• _THE PROBLEM_: Could you repeat the records below exactly, leaving out any pictures?

• _PROVIDED RECORDS_:
---

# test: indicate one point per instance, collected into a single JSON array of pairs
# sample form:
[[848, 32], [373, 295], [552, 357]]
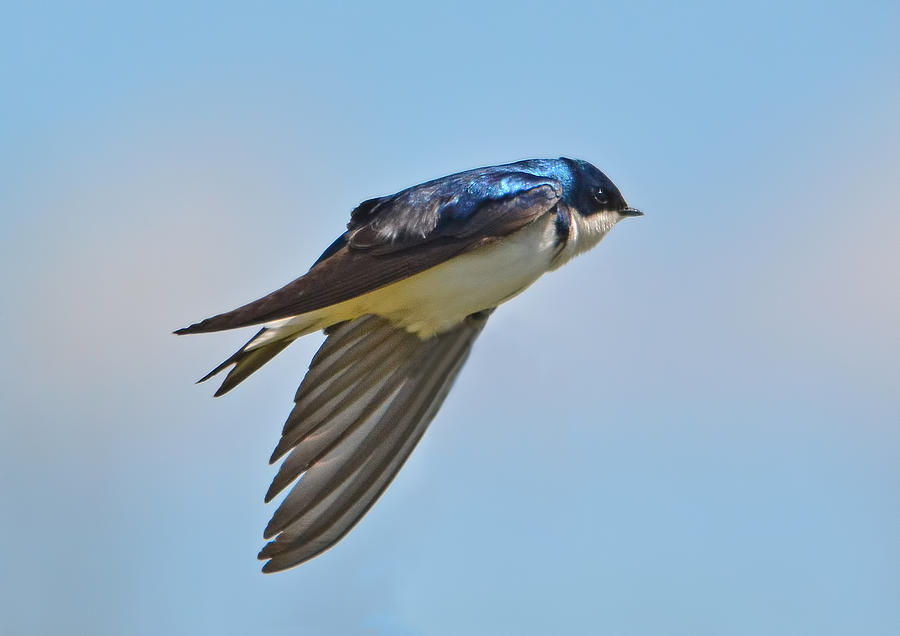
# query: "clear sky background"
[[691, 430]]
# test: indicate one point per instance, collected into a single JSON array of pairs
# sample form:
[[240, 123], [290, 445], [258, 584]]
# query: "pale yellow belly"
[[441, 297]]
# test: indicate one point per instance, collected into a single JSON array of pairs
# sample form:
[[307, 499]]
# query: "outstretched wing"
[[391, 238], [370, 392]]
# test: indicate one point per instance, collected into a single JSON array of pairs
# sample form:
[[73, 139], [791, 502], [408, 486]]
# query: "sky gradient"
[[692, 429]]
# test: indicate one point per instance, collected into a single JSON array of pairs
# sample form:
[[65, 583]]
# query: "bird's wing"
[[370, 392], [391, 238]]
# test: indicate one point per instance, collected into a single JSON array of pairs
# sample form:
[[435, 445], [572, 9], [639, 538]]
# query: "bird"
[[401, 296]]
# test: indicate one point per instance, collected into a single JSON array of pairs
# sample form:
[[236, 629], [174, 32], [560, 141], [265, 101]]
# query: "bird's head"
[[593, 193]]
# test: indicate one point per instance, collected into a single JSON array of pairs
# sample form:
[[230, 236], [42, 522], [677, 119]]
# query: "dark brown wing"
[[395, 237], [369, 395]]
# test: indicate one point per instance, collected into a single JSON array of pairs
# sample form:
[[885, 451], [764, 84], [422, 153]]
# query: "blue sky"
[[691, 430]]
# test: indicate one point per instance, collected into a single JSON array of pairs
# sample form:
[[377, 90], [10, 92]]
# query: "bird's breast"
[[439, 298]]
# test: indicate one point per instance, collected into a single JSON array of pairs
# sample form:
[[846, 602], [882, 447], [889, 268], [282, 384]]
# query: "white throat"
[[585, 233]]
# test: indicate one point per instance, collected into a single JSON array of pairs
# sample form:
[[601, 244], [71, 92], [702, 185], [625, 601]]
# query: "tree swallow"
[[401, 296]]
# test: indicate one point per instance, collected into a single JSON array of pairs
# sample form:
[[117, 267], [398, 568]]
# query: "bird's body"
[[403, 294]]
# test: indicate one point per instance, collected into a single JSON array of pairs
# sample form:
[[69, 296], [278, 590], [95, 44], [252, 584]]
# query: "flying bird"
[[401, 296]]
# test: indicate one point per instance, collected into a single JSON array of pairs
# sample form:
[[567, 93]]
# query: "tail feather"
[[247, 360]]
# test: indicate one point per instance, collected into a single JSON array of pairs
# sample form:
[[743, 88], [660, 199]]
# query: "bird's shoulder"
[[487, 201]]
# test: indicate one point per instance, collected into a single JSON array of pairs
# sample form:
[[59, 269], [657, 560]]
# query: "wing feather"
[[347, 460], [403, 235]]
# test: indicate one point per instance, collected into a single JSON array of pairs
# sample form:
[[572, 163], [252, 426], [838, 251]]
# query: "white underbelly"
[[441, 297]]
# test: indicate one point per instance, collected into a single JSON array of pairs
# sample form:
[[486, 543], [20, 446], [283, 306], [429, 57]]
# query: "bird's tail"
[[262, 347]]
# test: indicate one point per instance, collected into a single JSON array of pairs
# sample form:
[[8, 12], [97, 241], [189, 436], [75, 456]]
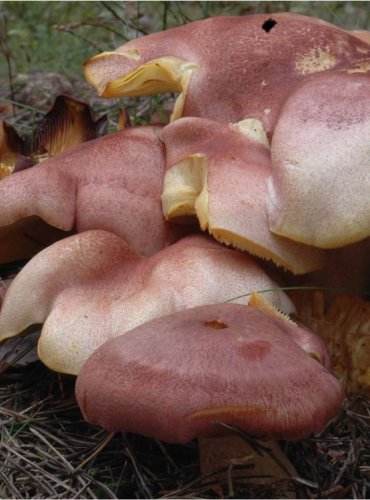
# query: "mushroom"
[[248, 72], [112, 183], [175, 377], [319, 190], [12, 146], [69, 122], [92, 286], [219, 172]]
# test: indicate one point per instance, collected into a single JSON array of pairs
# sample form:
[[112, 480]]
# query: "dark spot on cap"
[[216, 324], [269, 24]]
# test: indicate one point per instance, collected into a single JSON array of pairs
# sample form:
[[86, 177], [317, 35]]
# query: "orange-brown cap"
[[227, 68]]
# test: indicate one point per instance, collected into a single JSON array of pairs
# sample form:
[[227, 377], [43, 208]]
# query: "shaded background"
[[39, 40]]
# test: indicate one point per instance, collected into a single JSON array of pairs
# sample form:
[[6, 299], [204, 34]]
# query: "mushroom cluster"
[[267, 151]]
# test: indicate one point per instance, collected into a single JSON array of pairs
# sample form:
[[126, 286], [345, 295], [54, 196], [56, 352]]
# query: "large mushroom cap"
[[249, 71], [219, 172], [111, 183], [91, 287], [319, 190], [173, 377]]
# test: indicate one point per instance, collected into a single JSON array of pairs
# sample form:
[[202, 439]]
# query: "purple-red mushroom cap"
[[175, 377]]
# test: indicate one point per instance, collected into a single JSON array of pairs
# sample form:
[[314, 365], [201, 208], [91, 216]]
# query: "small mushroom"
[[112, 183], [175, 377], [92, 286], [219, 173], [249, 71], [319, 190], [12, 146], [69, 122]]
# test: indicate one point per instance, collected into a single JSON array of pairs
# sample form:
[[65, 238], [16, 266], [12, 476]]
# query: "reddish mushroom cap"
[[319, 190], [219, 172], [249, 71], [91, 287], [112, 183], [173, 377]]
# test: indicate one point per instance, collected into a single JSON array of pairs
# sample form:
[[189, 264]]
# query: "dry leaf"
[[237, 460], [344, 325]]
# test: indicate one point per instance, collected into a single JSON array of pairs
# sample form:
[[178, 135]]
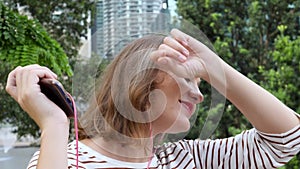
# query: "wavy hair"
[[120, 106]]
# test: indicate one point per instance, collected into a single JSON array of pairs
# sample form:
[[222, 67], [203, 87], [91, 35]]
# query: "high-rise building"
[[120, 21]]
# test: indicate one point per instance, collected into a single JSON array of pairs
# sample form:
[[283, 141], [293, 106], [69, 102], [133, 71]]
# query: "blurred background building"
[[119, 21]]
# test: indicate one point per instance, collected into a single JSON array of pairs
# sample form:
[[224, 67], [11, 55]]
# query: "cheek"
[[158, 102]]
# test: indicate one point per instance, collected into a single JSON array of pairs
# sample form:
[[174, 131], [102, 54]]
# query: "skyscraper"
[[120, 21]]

---

• _RESPONSE BELOW_:
# test: indicate one point per instance, collected into a single JSON array of pairs
# sample form:
[[848, 32], [373, 295], [552, 357]]
# query: "clear sky background"
[[691, 430]]
# test: indicate one point per instance, collected into a single JSON array of pairs
# sample form:
[[240, 123], [290, 445], [258, 584]]
# query: "pale yellow belly"
[[441, 297]]
# test: indicate one point per instance, collected into a single JSON array of pairs
# sample form:
[[307, 499]]
# query: "outstretched wing"
[[391, 238], [370, 392]]
# test: indicate one point per instance, collected into a single JSON array of pairs
# sample form:
[[73, 139], [791, 502], [408, 486]]
# query: "sky gradient"
[[692, 429]]
# test: indicate one point per instance, collected into a single JSON array of pairs
# sample form:
[[65, 583]]
# query: "bird's wing"
[[370, 392], [391, 238]]
# test: indicate one point per instance, collected into a single JSON array of pairs
# sample form:
[[435, 445], [572, 9], [639, 538]]
# query: "bird"
[[401, 296]]
# test: indicate one point per instance, collected into a single JSON array of pairs
# sample form:
[[236, 629], [174, 32], [560, 141], [265, 101]]
# query: "bird's head"
[[593, 193]]
# test: indicate one point per instance, collected into a single JSON array of pairs
# sample form:
[[230, 236], [42, 522], [677, 119]]
# query: "dark brown wing"
[[395, 237], [369, 395]]
# test: indicate one point per instance, collected into a single JSON array of pairs
# sample form:
[[885, 451], [764, 84], [422, 153]]
# query: "blue sky"
[[691, 430]]
# test: indicate one point per instance, collected into a single JSON array of pairs
# sample form:
[[377, 90], [10, 92]]
# query: "bird's breast"
[[439, 298]]
# test: indicate one point per instance, collected into a single JSON array of pairs
# sample form:
[[846, 602], [882, 447], [889, 268], [282, 384]]
# query: "white throat"
[[585, 233]]
# test: indicate one point per instance, collected into a single JSON array of pairs
# sample form:
[[601, 244], [71, 92], [702, 185], [625, 601]]
# query: "tree swallow"
[[401, 296]]
# test: indicate one point per instance, collected into a single JSON array of pairs
# sample form:
[[117, 267], [398, 568]]
# query: "bird's body"
[[403, 294]]
# test: indicate one point per instance, collected into a single JSON array of pairs
# sample form:
[[69, 296], [278, 590], [95, 44], [252, 584]]
# query: "flying bird"
[[401, 296]]
# test: indicate one point per instance, collected into a single JSON array of pairs
# sample form:
[[567, 93]]
# query: "tail feather"
[[247, 360]]
# test: indicate one point per instance, collected into a single JSON array of pairs
# sample form:
[[743, 88], [660, 199]]
# query: "bird's shoulder"
[[487, 201]]
# test: indicate one point per instance, collected into a single JSON array of pairs
# sample form:
[[59, 269], [657, 560]]
# query: "wing feather"
[[347, 460], [403, 235]]
# test: indicate one point per instance, collected into a single JSON array of pairs
# sample form:
[[572, 163], [252, 426], [838, 251]]
# query: "white underbelly"
[[441, 297]]
# test: indicate one point per instance, collected into a single JSON array of pairs
# sample form:
[[486, 543], [20, 446], [283, 306], [429, 57]]
# query: "bird's tail"
[[262, 347]]
# test: indicate one point per instance, collected into a single JSON array of pairs
# sample form:
[[8, 12], [97, 241], [189, 436], [75, 456]]
# query: "mushroom"
[[248, 72], [112, 183], [175, 377], [319, 190], [12, 146], [69, 122], [92, 286], [219, 172]]
# test: indicate one point per instance, collected into a single JSON array of pairs
# sample form:
[[112, 480]]
# query: "dark spot on cap"
[[216, 324], [269, 24]]
# test: indicate one point per instance, collected into a single JSON array of pairs
# sample form:
[[86, 177], [317, 35]]
# query: "orange-brown cap"
[[227, 68]]
# test: indicate one point per instance, collected into a single JSON array of pairs
# sample form:
[[227, 377], [43, 208]]
# query: "shaded background"
[[39, 40]]
# test: indicate one point per instance, collected into a single JSON array of pairs
# sample form:
[[6, 299], [204, 34]]
# query: "mushroom cluster"
[[267, 151]]
# test: indicate one point per instance, collected into a single JSON array of pairs
# sample form:
[[126, 286], [345, 295], [54, 196], [56, 352]]
# query: "large mushroom cap"
[[249, 71], [219, 172], [111, 183], [91, 287], [319, 190], [173, 377]]
# test: indicate one point per instance, collected into a single JSON array of pairs
# sample form:
[[202, 439]]
# query: "purple-red mushroom cap"
[[175, 377]]
# test: indicate one point per instance, collected into a single JSON array of pairs
# sample form:
[[314, 365], [201, 208], [91, 216]]
# query: "small mushroom"
[[112, 183], [175, 377], [92, 286], [219, 173], [249, 71], [319, 190], [12, 146], [69, 122]]
# test: indicate one point per instance, collected into a single JSON array of pairs
# sample form:
[[65, 238], [16, 266], [12, 476]]
# query: "reddish mushroom cap"
[[319, 190], [219, 172], [249, 71], [91, 287], [112, 183], [173, 377]]
# test: indicate one point per instance, collected into a single JSON array of pairs
# sample form:
[[189, 264]]
# query: "dry leaf"
[[237, 460], [344, 325]]
# test: indicate one point per instance, collected into a single JSON array of pairs
# sample form:
[[178, 135]]
# query: "wavy hair"
[[120, 106]]
# test: indicate one point per instance, collected into a single JSON array of pairs
# sample form:
[[222, 67], [203, 87], [91, 35]]
# query: "high-rise building"
[[120, 21]]
# test: indicate one point per instance, collected into a single JSON array of pairs
# sample form:
[[283, 141], [293, 106], [69, 102], [133, 71]]
# query: "blurred background building"
[[119, 21]]
# test: indicate one point per instance, collected into a single JSON array of pairs
# sample form:
[[224, 67], [11, 55]]
# query: "cheek"
[[158, 102]]
# test: indicate one point per instance, collected into a single JSON array of pairs
# sample form:
[[174, 131], [102, 54]]
# query: "skyscraper"
[[120, 21]]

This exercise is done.